▶ **Excerpted text**:
--- Start ---
This guide breaks down exactly who is required to carry HOA insurance, what coverage is mandated by law versus what's required by governing documents, and what happens to board members personally when the association fails to maintain required coverage.
The short answer: Most HOAs are legally required to carry insurance
In Illinois, nearly every community association is legally required to carry a specific package of insurance coverage. The requirement comes from three separate sources, and each one must be satisfied:
- State statute for condominium and community associations above a certain size
- The association's own governing documents (declaration, bylaws, CC&Rs)
- Mortgage lender requirements when owners in the community have loans secured by property
An HOA can technically exist without insurance, but doing so almost always violates at least one of those three requirements. And in nearly every case, the violation creates personal liability exposure for the individuals serving on the board.
Below is what each source actually requires.
Requirement #1: Illinois state statute
Illinois regulates community association insurance through two primary statutes, depending on what type of community the association governs.
The Illinois Condominium Property Act (765 ILCS 605)
Condominium associations in Illinois are governed by the Illinois Condominium Property Act. Section 12 of the Act imposes specific insurance requirements that every condominium association must follow.
Under the Act, every Illinois condominium association is required to carry:
- Property insurance on the common elements and (depending on the declaration) the units themselves, at full replacement cost, against all risks of direct physical loss
- General liability insurance with a minimum limit of $1,000,000 per occurrence, covering the association, the board, the management company, and their employees
- Fidelity coverage for any association with six or more units, covering all individuals who handle association funds (board members, managing agents, employees, and in some cases contractors with funds access)
- Directors and Officers liability in an amount determined reasonable by the board
The fidelity bond in particular has a specific calculation: the coverage amount must equal at least three months of assessments plus the total of the association's reserve funds. For a mid-sized condo association with $150,000 in annual assessments and $80,000 in reserves, that's a minimum bond of approximately $117,500.
The Common Interest Community Association Act (765 ILCS 160)
Non-condominium community associations in Illinois (master-planned communities, townhome HOAs, single-family HOAs) are governed by the Common Interest Community Association Act. Associations with 10 or more units fall under the Act's insurance provisions.
The Act re quires covered associations to carry:
- Property insurance on all association-owned property and common elements
- Commercial general liability with minimum limits of $1,000,000 per occurrence
- Fidelity bond for associations with funds in excess of statutory thresholds
- Directors and Officers liability coverage
Small associations below the 10-unit threshold are not legally required under the Act to carry this coverage. But they almost always are required to carry it by their governing documents and by mortgage lenders, so the practical effect is the same.
--- End ---
▶ **Record excerpts**:
--- Start ---
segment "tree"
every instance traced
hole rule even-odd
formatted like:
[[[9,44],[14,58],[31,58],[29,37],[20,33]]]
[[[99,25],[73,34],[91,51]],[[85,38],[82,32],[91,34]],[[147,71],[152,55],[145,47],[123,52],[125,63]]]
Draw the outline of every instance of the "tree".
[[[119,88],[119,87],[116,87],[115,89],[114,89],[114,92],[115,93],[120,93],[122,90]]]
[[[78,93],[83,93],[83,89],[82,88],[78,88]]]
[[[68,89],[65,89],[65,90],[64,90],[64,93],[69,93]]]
--- End ---
--- Start ---
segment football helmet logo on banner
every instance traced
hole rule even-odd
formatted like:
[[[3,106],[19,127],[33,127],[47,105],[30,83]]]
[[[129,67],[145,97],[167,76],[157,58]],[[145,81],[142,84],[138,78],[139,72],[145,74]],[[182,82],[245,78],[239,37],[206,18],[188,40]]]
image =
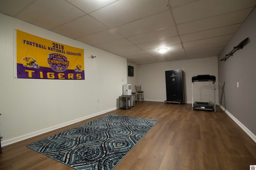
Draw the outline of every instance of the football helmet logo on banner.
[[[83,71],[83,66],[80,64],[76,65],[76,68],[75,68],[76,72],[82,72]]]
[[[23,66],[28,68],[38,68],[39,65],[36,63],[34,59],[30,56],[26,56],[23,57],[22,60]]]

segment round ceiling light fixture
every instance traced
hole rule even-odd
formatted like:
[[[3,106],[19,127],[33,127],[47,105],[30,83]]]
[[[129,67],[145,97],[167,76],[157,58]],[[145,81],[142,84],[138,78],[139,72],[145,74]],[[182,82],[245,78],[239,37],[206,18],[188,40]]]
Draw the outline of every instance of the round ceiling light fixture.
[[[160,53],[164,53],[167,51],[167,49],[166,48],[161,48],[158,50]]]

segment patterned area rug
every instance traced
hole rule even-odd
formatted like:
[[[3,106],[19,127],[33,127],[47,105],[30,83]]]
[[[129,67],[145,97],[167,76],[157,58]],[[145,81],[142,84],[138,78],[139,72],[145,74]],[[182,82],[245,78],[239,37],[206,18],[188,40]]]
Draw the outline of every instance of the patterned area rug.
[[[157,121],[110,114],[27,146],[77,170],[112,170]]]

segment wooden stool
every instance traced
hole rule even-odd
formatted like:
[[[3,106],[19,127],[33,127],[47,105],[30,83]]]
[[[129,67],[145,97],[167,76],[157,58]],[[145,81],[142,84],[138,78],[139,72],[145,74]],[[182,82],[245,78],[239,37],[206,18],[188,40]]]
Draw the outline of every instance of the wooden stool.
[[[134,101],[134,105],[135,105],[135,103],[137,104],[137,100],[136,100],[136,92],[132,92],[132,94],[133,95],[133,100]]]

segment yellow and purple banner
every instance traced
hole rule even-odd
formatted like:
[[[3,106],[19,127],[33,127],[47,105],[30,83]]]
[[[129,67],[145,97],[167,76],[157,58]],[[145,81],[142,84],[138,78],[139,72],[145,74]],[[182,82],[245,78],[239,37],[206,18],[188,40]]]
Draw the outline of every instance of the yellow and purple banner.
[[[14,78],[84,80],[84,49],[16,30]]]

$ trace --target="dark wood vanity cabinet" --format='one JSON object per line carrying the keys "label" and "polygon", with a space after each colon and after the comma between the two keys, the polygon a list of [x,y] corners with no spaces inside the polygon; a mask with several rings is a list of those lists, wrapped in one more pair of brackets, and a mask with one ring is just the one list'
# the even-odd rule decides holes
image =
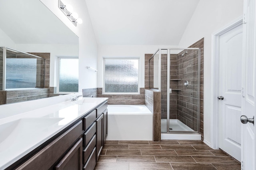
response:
--- End ---
▶ **Requirements**:
a) Identify each type of insurance coverage that the HOA insurance guide says the Illinois Condominium Property Act requires every condominium association to carry.
b) Write the next portion of the HOA insurance guide, picking up after its final sentence.

▶ **Task-by-task answers**:
a)
- Property insurance
- General liability insurance
- Fidelity coverage
- Directors and Officers liability

b)
Single-family HOAs below statutory thresholds
Very small associations (fewer than 10 units) or associations that do not fall under either Act may not be subject to statutory insurance requirements. But this is rare, and even these associations almost always face the same requirement from their governing documents and lenders.
Requirement #2: The association's governing documents
Every community association is created by a recorded legal document called a declaration (for condominiums) or declaration of covenants, conditions, and restrictions (CC&Rs for HOAs). These documents almost always require the board to maintain specific insurance coverage, and these requirements are often broader than state law.
Governing documents typically require the board to maintain:
- Property coverage at full replacement cost for all association-owned structures and common areas
- General liability coverage with specified minimum limits
- Directors and officers liability coverage for the board
- Fidelity or crime coverage on any person handlin g association funds
- Flood insurance if any portion of the property is in a FEMA flood zone
- Workers compensation if the association has employees
- Specific additional coverages required by the community's unique circumstances (garage keepers for parking structures, liquor liability if the community rents out clubhouses, etc.)
Here's what most new board members don't realize: failing to maintain the insurance required by the governing documents is a breach of fiduciary duty by the board. That breach creates personal liability for the individuals on the board. This is why Directors and Officers insurance is not just required by statute, it's the coverage that protects volunteer board members when they find out the hard way that something they were supposed to buy was never actually in place.
Why this matters for board members personally: watch Neal explain.
Requirement #3: Mortgage lender requirements
Most owners in a community association have a mortgage on their unit. Mortgage lenders (and the secondary market entities that buy those loans, like Fannie Mae, Freddie Mac, FHA, and VA) impose their own insurance requirements on the association that holds the property.
For a mortgage to be eligible for purchase by Fannie Mae or Freddie Mac, the association must maintain:
- Master property coverage at 100% replacement cost
- General liability with a minimum of $1,000,000 per occurrence
- Fidelity/crime coverage equal to three months of assessments plus reserves (for most projects)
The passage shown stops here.